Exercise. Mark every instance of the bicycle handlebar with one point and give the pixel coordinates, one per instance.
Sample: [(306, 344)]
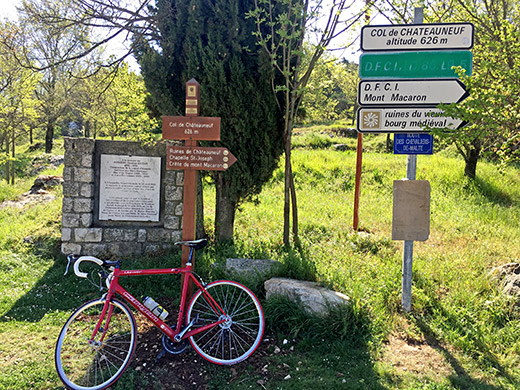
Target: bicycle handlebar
[(77, 260)]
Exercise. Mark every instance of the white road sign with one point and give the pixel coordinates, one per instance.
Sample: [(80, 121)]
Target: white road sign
[(411, 92), (435, 36), (404, 120)]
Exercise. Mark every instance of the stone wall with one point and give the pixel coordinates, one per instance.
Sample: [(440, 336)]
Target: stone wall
[(84, 234)]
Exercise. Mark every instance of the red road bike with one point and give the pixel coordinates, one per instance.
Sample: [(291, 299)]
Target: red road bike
[(223, 322)]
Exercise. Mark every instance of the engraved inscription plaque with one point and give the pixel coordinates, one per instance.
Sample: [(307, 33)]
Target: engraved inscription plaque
[(129, 188)]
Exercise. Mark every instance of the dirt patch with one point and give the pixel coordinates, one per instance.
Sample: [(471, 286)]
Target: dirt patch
[(39, 192), (29, 199), (188, 370), (416, 356)]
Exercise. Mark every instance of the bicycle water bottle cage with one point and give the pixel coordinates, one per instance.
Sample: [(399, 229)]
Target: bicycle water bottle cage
[(195, 244)]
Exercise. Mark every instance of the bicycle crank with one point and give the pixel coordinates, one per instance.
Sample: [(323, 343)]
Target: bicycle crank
[(173, 347)]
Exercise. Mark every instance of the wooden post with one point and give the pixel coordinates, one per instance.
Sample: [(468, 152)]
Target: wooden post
[(190, 181), (359, 166)]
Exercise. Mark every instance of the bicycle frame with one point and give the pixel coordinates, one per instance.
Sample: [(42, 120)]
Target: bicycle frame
[(116, 288)]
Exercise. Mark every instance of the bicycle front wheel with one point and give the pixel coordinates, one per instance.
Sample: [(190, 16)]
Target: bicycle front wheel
[(239, 335), (86, 363)]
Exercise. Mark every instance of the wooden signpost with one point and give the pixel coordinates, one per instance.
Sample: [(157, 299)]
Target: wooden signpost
[(190, 157)]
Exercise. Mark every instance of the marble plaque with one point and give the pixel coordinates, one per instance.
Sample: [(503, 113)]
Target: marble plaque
[(129, 188)]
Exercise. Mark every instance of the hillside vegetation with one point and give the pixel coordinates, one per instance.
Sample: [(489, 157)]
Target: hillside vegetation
[(462, 333)]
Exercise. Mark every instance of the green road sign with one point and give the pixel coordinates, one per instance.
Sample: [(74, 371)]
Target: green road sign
[(414, 64)]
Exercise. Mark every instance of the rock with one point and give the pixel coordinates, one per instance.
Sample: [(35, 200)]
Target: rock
[(314, 298), (508, 276), (340, 147), (44, 182), (252, 268)]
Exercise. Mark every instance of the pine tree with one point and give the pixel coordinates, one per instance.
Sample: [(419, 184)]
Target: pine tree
[(212, 41)]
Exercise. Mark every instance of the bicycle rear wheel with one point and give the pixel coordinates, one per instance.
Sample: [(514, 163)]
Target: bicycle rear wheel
[(83, 363), (239, 335)]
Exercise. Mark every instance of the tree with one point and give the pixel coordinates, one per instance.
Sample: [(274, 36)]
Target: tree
[(114, 104), (492, 110), (45, 47), (212, 41), (17, 102), (281, 29), (331, 92)]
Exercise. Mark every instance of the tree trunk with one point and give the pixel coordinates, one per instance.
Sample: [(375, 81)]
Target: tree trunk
[(13, 155), (199, 220), (49, 135), (7, 163), (225, 211), (287, 195), (470, 169), (86, 132)]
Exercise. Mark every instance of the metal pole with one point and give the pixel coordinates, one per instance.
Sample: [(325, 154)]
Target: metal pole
[(411, 169)]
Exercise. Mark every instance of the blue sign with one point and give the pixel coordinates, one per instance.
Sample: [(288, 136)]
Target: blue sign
[(413, 143)]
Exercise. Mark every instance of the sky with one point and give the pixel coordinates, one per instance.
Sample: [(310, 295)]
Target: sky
[(8, 11)]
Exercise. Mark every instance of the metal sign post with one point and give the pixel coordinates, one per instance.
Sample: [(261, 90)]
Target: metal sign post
[(411, 170)]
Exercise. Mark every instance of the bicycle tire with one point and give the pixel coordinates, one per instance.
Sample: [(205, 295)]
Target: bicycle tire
[(83, 365), (239, 336)]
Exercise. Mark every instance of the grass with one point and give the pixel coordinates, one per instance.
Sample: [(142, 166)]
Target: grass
[(471, 329)]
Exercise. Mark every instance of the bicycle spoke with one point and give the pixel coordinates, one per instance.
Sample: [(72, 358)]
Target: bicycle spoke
[(83, 362), (240, 327)]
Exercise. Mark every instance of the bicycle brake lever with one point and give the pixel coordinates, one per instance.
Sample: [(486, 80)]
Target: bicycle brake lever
[(69, 262)]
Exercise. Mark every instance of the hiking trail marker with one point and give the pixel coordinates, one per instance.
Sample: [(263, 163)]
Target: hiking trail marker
[(191, 157)]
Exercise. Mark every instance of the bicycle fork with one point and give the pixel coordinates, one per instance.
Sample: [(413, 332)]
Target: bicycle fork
[(106, 315)]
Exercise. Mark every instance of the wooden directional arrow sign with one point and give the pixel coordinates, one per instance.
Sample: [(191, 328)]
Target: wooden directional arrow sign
[(199, 158), (197, 128), (411, 92), (442, 36), (404, 120)]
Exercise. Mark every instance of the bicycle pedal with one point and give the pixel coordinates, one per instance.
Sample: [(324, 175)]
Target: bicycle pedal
[(160, 355)]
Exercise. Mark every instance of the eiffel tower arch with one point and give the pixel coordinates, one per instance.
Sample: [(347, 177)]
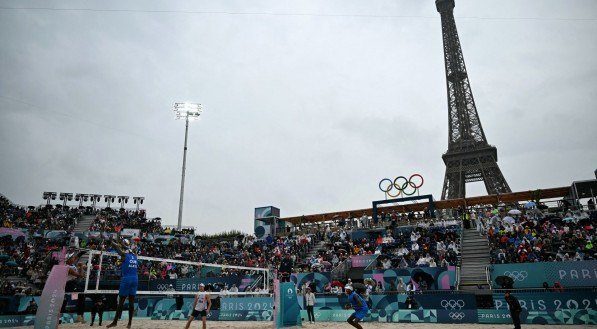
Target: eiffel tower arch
[(469, 157)]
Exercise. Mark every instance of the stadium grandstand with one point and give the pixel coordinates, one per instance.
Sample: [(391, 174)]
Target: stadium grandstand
[(405, 258)]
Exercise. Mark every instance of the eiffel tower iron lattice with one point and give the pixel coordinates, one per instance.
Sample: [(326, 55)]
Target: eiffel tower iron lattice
[(469, 157)]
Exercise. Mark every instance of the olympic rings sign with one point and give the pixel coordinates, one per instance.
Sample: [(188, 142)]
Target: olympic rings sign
[(402, 185), (517, 276), (452, 304), (457, 315)]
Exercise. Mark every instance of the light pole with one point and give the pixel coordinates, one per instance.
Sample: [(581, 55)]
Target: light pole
[(188, 112), (49, 196)]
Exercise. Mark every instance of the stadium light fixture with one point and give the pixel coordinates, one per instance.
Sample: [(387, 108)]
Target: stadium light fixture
[(188, 112), (123, 199), (109, 199), (138, 200), (49, 196), (65, 197), (95, 198)]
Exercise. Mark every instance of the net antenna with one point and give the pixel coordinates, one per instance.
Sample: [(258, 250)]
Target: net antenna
[(94, 276)]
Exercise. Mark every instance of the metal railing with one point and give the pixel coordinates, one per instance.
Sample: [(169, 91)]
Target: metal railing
[(488, 277)]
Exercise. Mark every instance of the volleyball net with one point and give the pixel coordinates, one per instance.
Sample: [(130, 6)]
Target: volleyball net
[(160, 276)]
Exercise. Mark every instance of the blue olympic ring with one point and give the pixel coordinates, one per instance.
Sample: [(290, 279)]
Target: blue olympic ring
[(401, 186)]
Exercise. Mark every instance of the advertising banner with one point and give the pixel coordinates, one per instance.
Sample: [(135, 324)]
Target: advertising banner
[(192, 284), (321, 279), (449, 302), (550, 301), (131, 232), (52, 296), (438, 278), (362, 260), (532, 275)]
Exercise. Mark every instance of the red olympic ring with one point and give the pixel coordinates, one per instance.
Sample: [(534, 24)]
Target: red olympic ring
[(401, 187)]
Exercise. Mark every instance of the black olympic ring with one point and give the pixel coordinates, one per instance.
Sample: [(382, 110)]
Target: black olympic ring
[(401, 184)]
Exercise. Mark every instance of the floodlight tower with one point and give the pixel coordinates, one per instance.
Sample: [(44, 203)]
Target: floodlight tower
[(138, 200), (65, 197), (49, 196), (188, 112), (123, 199)]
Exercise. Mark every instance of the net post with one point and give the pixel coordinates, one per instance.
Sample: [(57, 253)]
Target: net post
[(98, 272), (88, 271)]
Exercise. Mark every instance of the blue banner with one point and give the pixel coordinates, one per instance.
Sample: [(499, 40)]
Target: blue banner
[(532, 275), (362, 260), (192, 284), (449, 302), (550, 301), (320, 279), (439, 278)]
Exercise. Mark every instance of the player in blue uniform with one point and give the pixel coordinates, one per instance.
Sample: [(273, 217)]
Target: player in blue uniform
[(358, 304), (129, 281)]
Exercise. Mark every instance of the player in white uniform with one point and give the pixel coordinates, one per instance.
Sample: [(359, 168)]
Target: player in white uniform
[(201, 307)]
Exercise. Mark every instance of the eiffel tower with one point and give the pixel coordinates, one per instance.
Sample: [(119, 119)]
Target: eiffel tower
[(469, 157)]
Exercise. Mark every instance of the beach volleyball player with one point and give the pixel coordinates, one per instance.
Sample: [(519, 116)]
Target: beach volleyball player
[(359, 305), (201, 307), (129, 280)]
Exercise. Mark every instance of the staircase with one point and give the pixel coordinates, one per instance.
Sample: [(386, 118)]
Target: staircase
[(314, 250), (84, 223), (473, 262)]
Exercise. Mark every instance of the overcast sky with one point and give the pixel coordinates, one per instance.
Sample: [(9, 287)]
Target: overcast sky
[(308, 104)]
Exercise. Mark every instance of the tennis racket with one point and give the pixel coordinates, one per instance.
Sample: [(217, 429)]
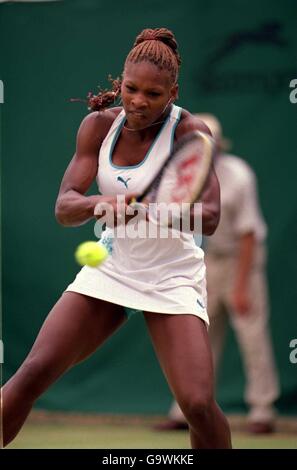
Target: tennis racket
[(184, 174)]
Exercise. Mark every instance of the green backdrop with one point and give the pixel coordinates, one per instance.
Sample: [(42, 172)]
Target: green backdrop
[(238, 59)]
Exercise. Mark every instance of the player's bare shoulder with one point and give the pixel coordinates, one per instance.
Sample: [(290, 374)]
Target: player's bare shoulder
[(95, 126), (188, 123)]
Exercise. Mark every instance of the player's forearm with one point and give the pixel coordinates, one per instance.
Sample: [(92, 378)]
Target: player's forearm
[(74, 209), (210, 217), (245, 259)]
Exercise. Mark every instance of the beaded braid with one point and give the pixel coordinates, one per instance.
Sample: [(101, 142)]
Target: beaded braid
[(157, 46)]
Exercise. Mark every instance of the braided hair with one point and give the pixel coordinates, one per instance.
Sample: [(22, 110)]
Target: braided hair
[(157, 46)]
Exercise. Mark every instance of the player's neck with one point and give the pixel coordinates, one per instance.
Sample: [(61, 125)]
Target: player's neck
[(149, 130)]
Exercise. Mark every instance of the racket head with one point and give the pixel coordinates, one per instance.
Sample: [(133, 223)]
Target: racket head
[(185, 173)]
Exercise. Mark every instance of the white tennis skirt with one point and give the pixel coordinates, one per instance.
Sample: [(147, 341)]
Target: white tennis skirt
[(148, 275), (180, 298)]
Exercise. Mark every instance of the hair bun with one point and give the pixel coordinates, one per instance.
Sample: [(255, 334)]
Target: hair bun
[(159, 34)]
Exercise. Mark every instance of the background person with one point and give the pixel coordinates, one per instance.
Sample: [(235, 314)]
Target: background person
[(237, 286)]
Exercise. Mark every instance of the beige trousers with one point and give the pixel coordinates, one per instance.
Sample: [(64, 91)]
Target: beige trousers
[(251, 330)]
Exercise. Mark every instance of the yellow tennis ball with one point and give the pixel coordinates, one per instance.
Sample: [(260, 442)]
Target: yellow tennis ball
[(90, 254)]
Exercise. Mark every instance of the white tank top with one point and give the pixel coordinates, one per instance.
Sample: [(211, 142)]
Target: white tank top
[(140, 261)]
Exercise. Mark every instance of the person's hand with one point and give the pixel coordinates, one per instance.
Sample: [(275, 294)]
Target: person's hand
[(240, 301), (114, 210)]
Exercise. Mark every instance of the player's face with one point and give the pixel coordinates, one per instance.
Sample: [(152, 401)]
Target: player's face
[(146, 93)]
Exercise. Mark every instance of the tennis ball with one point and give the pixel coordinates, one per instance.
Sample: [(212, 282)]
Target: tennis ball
[(90, 254)]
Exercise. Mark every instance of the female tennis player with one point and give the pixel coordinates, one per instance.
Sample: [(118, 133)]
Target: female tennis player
[(165, 278)]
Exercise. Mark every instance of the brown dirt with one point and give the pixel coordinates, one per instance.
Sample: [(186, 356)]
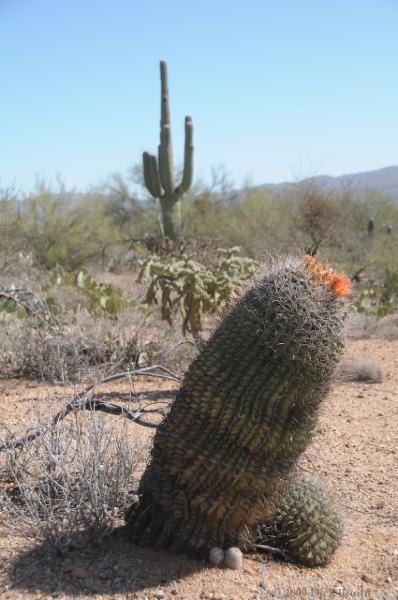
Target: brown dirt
[(355, 449)]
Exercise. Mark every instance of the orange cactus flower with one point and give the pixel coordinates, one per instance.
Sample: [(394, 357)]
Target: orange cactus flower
[(339, 283)]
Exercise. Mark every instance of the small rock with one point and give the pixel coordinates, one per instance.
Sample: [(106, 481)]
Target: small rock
[(104, 575), (78, 573), (216, 556), (338, 589), (233, 558)]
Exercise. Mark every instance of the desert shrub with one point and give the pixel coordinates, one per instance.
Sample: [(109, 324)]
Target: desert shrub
[(66, 354), (191, 289), (62, 228), (77, 475)]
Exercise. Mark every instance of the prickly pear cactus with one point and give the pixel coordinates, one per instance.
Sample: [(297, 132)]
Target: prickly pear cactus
[(306, 523), (244, 413)]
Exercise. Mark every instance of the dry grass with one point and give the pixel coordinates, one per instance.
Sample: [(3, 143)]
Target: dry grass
[(77, 476)]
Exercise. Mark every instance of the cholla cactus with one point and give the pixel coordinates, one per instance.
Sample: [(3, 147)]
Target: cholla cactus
[(244, 413)]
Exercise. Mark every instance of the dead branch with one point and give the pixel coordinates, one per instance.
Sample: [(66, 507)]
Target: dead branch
[(81, 402), (269, 550)]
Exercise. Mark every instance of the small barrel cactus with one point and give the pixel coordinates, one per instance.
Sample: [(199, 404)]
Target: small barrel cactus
[(244, 413), (306, 523)]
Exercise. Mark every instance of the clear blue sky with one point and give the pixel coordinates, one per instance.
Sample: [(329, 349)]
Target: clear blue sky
[(276, 89)]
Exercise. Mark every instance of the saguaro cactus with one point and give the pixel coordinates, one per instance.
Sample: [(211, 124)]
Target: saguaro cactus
[(244, 413), (159, 174)]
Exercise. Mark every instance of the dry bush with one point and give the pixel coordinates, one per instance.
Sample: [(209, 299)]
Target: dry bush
[(387, 327), (361, 370), (75, 350), (79, 475)]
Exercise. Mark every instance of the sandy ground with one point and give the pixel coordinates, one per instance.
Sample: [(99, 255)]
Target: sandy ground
[(355, 449)]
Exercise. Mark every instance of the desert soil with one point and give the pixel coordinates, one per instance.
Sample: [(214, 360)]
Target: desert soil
[(355, 450)]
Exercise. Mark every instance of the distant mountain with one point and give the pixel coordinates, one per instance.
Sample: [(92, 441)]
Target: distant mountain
[(383, 180)]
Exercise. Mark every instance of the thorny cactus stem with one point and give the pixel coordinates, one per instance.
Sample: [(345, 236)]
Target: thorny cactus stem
[(244, 413), (159, 174), (306, 523)]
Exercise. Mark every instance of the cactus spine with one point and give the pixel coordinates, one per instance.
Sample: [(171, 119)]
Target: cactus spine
[(159, 174), (244, 413)]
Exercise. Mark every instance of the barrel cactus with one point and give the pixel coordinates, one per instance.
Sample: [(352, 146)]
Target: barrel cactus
[(306, 523), (244, 413)]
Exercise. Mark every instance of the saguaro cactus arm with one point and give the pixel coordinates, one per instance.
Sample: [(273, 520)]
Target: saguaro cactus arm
[(187, 174), (151, 175), (159, 174)]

▸ Brief
Express the records starting at the line that contains "Exercise. Mark every instance of the bicycle brake" and ending at the line that contains "[(191, 157)]", both included, as a JSON list of strings, one string per line, with blank lines left out.

▸ Correct result
[
  "Exercise. Mark every instance of the bicycle brake lever with one point and give the pixel coordinates, one per instance.",
  "Sample: [(486, 80)]",
  "Target: bicycle brake lever",
  "[(69, 262)]",
  "Exercise. Mark every instance of the hiking trail marker with one point and give the pixel coordinates, one per instance.",
  "Sample: [(263, 163)]",
  "Target: hiking trail marker",
  "[(191, 157)]"
]